* Kurze Aufgabe
Zähle sämtliche Merkmale auf, die der folgende Abschnitt über Mode der Haute Couture zuschreibt.

Haute Couture ist in der Regel maßgeschneidert und handgenäht und dient mehr dazu die skulpturalen, künstlerischen Ideen zu zeigen, die werden in der Regel auch nur als Einzelstücke gefertigt und oft nicht verkauft.
Ready-To-Wear Kollektionen sind dagegen in der Regel in Konfektionsgrößen gefertigt und mit der Maschine genäht und das, was man dann auch kaufen kann (Kleingeld vorausgesetzt), auch wenn einiges davon natürlich immer noch sehr … seltsam … sein mag. Aber dabei geht es ja auch oft darum, abseits des Mainstreams zu bleiben und sich nicht der Masse anzubiedern.

Auseklis
Auseklis (@guest_57936)
Vor 4 Jahre

Aufgeplatzte Autoreifen als Hose zu tragen, ist doch auch mal was… Ich glaube, ich mag dann aber doch eher Mode, die Körperkonturen sichtbar macht bzw. diese zumindest erahnen lässt.

Und warum die alle so steif herummarschieren, als hätten sie zuviel Psychopharmaka intus, will mir auch nicht so recht einleuchten. Das vermittelt ein Gefühl von Langeweile. Ein Elvis-Hüftschwung täte denen mal gut.

Alles in allem scheint es mehr eine Re-Verwurstung des Visual-Kei-/Gothic-Lolita-Trends zu sein. Vor etwa 20 Jahren gab es eine Plattform namens Japanese Channel, die ganz ähnlich merkwürdige Fashion-Kreationen abbildete.

Wiener Blut
Wiener Blut (@guest_57937)

* Bereitgestellte Daten
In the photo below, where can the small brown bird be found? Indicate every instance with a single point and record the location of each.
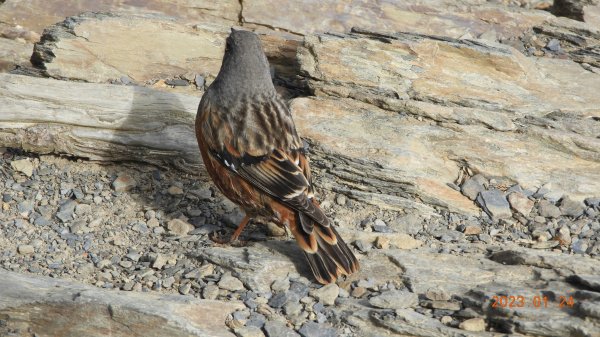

* Vollständige Antwort
- in der Regel maßgeschneidert
- handgenäht
- dient eher dazu, skulpturale, künstlerische Ideen zu zeigen
- wird in der Regel nur als Einzelstück gefertigt
- wird oft nicht verkauft